(Stored dataset items)
= = = = =

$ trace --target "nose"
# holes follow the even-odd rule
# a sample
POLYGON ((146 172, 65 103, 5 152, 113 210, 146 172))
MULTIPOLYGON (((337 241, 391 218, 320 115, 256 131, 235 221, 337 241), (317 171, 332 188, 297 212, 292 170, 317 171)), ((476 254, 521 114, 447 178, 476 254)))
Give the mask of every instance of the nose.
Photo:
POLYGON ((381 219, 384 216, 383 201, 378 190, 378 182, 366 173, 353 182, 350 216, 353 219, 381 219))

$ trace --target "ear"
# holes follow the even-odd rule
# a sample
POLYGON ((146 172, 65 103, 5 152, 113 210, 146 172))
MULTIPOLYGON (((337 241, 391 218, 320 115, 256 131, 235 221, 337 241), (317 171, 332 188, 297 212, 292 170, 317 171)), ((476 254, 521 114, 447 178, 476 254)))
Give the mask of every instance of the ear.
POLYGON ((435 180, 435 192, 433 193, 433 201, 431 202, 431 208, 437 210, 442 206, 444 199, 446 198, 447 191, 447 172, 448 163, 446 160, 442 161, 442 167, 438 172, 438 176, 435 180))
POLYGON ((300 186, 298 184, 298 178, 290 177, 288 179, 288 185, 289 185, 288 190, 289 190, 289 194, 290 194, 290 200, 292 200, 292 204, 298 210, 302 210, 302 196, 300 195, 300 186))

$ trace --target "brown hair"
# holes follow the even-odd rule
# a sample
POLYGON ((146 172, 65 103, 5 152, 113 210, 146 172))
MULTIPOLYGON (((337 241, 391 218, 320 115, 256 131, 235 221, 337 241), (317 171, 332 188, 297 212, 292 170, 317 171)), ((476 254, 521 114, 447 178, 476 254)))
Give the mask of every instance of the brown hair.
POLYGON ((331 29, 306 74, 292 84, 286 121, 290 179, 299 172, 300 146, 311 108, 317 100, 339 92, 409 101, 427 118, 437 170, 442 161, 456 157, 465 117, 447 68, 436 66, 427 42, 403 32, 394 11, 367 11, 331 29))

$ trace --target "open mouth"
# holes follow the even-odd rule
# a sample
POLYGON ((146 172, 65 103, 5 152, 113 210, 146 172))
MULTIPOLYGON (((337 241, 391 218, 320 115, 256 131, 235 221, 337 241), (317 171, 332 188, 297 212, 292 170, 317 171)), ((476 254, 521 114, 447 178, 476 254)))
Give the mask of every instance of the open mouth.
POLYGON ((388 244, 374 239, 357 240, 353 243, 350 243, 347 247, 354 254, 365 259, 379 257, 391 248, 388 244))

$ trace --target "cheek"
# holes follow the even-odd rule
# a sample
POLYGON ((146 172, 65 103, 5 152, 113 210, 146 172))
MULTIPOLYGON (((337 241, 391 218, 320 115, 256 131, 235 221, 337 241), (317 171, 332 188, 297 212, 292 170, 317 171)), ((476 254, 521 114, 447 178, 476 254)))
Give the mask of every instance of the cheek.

= = = = =

** WHAT THE TASK REQUIRES **
Each entry above has to be duplicated exactly as it stands.

** RESPONSE **
$ trace --target "nose"
# holes follow the even-odd rule
# a sample
POLYGON ((146 172, 65 103, 5 152, 113 210, 146 172))
MULTIPOLYGON (((337 241, 391 218, 320 115, 256 131, 235 221, 337 241), (317 171, 332 188, 297 212, 292 170, 317 171)), ((476 254, 521 114, 447 178, 476 254)))
Give the mask of every instance of the nose.
Photo:
POLYGON ((381 219, 384 216, 383 201, 378 190, 378 182, 366 173, 353 182, 350 216, 353 219, 381 219))

$ trace --target "ear"
# holes follow the even-odd rule
# a sample
POLYGON ((146 172, 65 103, 5 152, 113 210, 146 172))
MULTIPOLYGON (((337 241, 391 218, 320 115, 256 131, 235 221, 337 241), (317 171, 332 188, 297 212, 292 170, 317 171)), ((476 254, 521 114, 447 178, 476 254)))
Give the mask of every instance of the ear.
POLYGON ((435 180, 435 192, 433 193, 433 201, 431 202, 431 208, 437 210, 442 206, 444 199, 446 198, 447 191, 447 172, 448 163, 446 160, 442 161, 442 167, 438 172, 438 176, 435 180))
POLYGON ((300 186, 298 184, 298 178, 290 177, 288 179, 288 185, 289 185, 288 190, 289 190, 289 194, 290 194, 290 200, 292 200, 292 204, 298 210, 302 210, 302 196, 300 195, 300 186))

$ trace --target "brown hair"
# holes follow the even-odd rule
# a sample
POLYGON ((146 172, 65 103, 5 152, 113 210, 146 172))
MULTIPOLYGON (((337 241, 391 218, 320 115, 256 131, 235 221, 337 241), (317 171, 332 188, 297 212, 292 170, 317 171)), ((476 254, 521 114, 447 178, 476 254)))
Give the mask of every instance of the brown hair.
POLYGON ((331 29, 306 74, 292 84, 286 121, 290 179, 299 172, 300 146, 311 108, 317 100, 339 92, 409 101, 427 118, 437 170, 442 161, 456 157, 465 117, 447 68, 436 66, 427 42, 403 32, 394 11, 367 11, 331 29))

$ trace --target "open mouth"
# holes follow the even-odd rule
# a sample
POLYGON ((146 172, 65 103, 5 152, 113 210, 146 172))
MULTIPOLYGON (((337 241, 391 218, 320 115, 256 131, 235 221, 337 241), (317 171, 332 188, 297 212, 292 170, 317 171)), ((476 254, 521 114, 447 178, 476 254)))
Give the mask of every instance of the open mouth.
POLYGON ((388 244, 374 239, 357 240, 353 243, 350 243, 347 247, 354 254, 365 259, 379 257, 391 248, 388 244))

$ trace --target "cheek"
# holes follow the even-odd rule
# a sample
POLYGON ((146 172, 65 103, 5 152, 113 210, 146 172))
MULTIPOLYGON (((337 241, 391 218, 320 115, 256 131, 235 221, 337 241), (317 171, 332 188, 297 212, 292 170, 317 171)), ((476 254, 521 114, 447 178, 476 254)))
Give the mask of every instance of the cheek.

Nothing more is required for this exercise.